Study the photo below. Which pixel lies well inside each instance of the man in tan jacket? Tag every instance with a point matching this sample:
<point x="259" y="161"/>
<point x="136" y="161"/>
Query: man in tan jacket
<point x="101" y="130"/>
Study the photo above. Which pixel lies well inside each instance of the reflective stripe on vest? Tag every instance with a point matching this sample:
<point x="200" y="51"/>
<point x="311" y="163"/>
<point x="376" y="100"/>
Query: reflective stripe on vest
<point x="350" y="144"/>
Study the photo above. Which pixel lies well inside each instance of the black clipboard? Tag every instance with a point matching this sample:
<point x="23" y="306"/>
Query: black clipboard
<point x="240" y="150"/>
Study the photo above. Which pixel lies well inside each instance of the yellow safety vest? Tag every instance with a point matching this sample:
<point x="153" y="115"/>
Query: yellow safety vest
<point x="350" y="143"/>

◇ ◇ ◇

Work item → Retype every entry exactly.

Your solution →
Study the photo below. Which pixel lies well inside each instance of the man in tan jacket? Tag every instance with a point matching this sample:
<point x="259" y="161"/>
<point x="136" y="161"/>
Query: man in tan jacket
<point x="101" y="130"/>
Study the photo above. Which pixel lies well inside each instance of the reflective stripe on vest? Tag every instance with a point matching this sample:
<point x="200" y="51"/>
<point x="311" y="163"/>
<point x="376" y="100"/>
Query: reflective stripe on vest
<point x="350" y="144"/>
Study the photo above. Which pixel lies well inside each instance of the black clipboard? Tag every instance with a point matching this sample:
<point x="23" y="306"/>
Query: black clipboard
<point x="240" y="150"/>
Study the photo above. Which pixel lies well inside each instance of the yellow safety vest? Tag every instance with a point matching this sample:
<point x="153" y="115"/>
Query: yellow safety vest
<point x="350" y="143"/>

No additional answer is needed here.